> [TEXTE À LIRE]:
· · · · ·

Parce que nous avions fixé l’horizon du 8 juin comme date de reprise. Nous avons imaginé des cultes particuliers et spéciaux pour Pentecôte, s’attendant à les vivre encore à distance. Et voilà que tout change, que tout s’accélère. Tant mieux d’un côté. Mais tant pis de l’autre. Vraiment ? Renoncera-t-on à ce qu’on a préparé ou devrons-nous l’adapter, comptant sur une assemblée présente plus ou moins nombreuse ?

Je suis partisan de la « méthode Berset » :

il nous faut reprendre les cultes aussi vite que possible, mais aussi lentement que nécessaire.

Il n’a pas fallu très longtemps pour oublier nos belles promesses de ne plus courir après le temps, de ne plus stresser, d’adopter un rythme plus lent, plus sain.

Une annonce et voilà que tout est oublié, ou presque.

« Ça recommence » dirons-nous : on devra se désinfecter les mains en entrant et en sortant, on devra tenir une liste des présences, on devra renoncer aux cantiques et à la sainte-cène, on devra se prêter à de savantes règles de trois pour déterminer le nombre maximum de participants. Comme juste avant le confinement.

Dans ces conditions, le « culte de rentrée » aura-t-il les couleurs d’une fête ?

Et pourra-t-on dire tous ensemble la confession de foi, sans risque de contaminer son voisin ? Et l’Amen, on pourra aussi le prononcer ? Notre manière de nous accueillir, de célébrer, nos mots seront forcément différents d’avant le 15 mars.

Nous ne pourrons pas simplement reprendre là où nous nous sommes arrêtés. Enfin, je crois.

· · · · ·

> [LIGNES DE DONNÉES]:

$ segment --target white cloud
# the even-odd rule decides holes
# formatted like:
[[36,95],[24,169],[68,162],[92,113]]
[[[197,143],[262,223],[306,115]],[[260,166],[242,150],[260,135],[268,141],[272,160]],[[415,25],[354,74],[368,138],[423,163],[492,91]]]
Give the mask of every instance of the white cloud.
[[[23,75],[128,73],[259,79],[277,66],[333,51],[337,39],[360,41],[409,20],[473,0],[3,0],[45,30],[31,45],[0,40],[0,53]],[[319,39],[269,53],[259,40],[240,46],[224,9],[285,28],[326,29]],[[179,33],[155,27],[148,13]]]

· · · · ·

> [TÂCHE COURTE 1]: Relevez, dans le texte à lire, toutes les obligations introduites par « on devra ».
> [TÂCHE COURTE 2]: Recopiez tous les enregistrements en substituant « gray cloud » à « white cloud », sans rien modifier d'autre.
Le texte et les enregistrements proviennent de sources différentes.

> [SOLUTION COMPLÈTE 1]:
- se désinfecter les mains en entrant et en sortant
- tenir une liste des présences
- renoncer aux cantiques et à la sainte-cène
- se prêter à de savantes règles de trois pour déterminer le nombre maximum de participants

> [SOLUTION COMPLÈTE 2]:
$ segment --target gray cloud
# the even-odd rule decides holes
# formatted like:
[[36,95],[24,169],[68,162],[92,113]]
[[[197,143],[262,223],[306,115]],[[260,166],[242,150],[260,135],[268,141],[272,160]],[[415,25],[354,74],[368,138],[423,163],[492,91]]]
Give the mask of every instance of the gray cloud.
[[[23,75],[128,73],[259,79],[277,66],[333,51],[337,39],[360,41],[409,20],[473,0],[3,0],[45,30],[31,45],[0,40],[0,53]],[[319,39],[269,53],[259,40],[240,46],[224,9],[285,28],[326,29]],[[179,33],[155,27],[148,13]]]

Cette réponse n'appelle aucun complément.